• [Written task 1]: Copy out the entries word for word, from the beginning of the data listing through the line holding "411), (264, 6)]", inclusive.

• [Passage provided]:
I understand in the Senate that some of the current opposition’s obsessions with integrity of the electoral roll are being addressed by an amendment that would allow the Liberals, without losing face, to keep their obsession with people producing photo identity at the polling booth but also give people the common-sense rights that they had and under which the previous government, the current opposition, was elected time after time after time.

This is a very important provision. We know from the evidence presented at many hearings of the Joint Standing Committee on Electoral Matters that the overwhelming majority of people casting provisional votes are genuine voters who are trying to cast a vote and have no intention of misleading or deceiving the returning officer. In nearly every case, when they have made a mistake in completing and signing the envelope, it is the result of inadvertence rather than malice. Many such voters are elderly, do not have a high level of education or may not have proficient English. It is not fair for their votes to be excluded because they made an honest mistake.

(Data listing)
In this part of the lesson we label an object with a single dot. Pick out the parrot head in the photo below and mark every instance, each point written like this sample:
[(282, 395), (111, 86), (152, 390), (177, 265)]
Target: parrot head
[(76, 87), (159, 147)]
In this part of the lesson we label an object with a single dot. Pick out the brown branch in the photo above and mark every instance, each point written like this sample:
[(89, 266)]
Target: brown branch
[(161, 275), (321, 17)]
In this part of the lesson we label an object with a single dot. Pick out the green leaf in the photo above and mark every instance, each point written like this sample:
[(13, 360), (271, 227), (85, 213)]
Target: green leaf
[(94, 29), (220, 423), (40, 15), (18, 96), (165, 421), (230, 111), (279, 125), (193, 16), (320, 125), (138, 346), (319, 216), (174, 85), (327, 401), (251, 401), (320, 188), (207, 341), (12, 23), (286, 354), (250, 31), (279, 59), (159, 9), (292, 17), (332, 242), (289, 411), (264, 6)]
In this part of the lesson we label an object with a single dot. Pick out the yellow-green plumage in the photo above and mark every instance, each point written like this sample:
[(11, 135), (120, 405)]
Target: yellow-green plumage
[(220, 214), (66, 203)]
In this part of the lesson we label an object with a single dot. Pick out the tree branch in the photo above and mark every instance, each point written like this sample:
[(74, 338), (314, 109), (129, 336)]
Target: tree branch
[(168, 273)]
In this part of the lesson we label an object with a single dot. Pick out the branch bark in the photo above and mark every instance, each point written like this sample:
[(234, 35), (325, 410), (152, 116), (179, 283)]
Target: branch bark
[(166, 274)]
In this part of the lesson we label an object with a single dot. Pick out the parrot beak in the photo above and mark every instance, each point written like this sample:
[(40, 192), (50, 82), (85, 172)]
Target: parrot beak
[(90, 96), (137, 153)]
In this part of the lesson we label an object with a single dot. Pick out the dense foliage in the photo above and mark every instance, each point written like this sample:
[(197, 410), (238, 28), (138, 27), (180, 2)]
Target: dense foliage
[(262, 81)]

• [Written task 2]: For each statement, answer yes or no according to the passage on provisional votes, and quote the words that decide it. (a) Most people casting provisional votes are genuine voters. (b) Mistakes in completing and signing the envelope usually come from malice. (c) The amendment in the Senate would remove the requirement to produce photo identity at the polling booth.

• [Full response 1]:
In this part of the lesson we label an object with a single dot. Pick out the parrot head in the photo below and mark every instance, each point written like this sample:
[(282, 395), (111, 86), (152, 390), (177, 265)]
Target: parrot head
[(76, 87), (159, 147)]
In this part of the lesson we label an object with a single dot. Pick out the brown branch in the photo above and mark every instance, each point written like this sample:
[(89, 266)]
Target: brown branch
[(161, 275), (321, 17)]
In this part of the lesson we label an object with a single dot. Pick out the green leaf in the photo above and mark every instance, each point written like this sample:
[(13, 360), (271, 227), (85, 213)]
Target: green leaf
[(94, 29), (220, 423), (40, 15), (18, 96), (165, 421), (230, 111), (279, 125), (193, 16), (320, 125), (138, 346), (319, 216), (174, 85), (327, 401), (251, 401), (320, 188), (207, 341), (12, 23), (286, 354), (250, 31), (279, 59), (159, 9), (292, 17), (332, 242), (289, 411), (264, 6)]

• [Full response 2]:
(a) Yes: "the overwhelming majority of people casting provisional votes are genuine voters"
(b) No: "it is the result of inadvertence rather than malice"
(c) No: "to keep their obsession with people producing photo identity at the polling booth"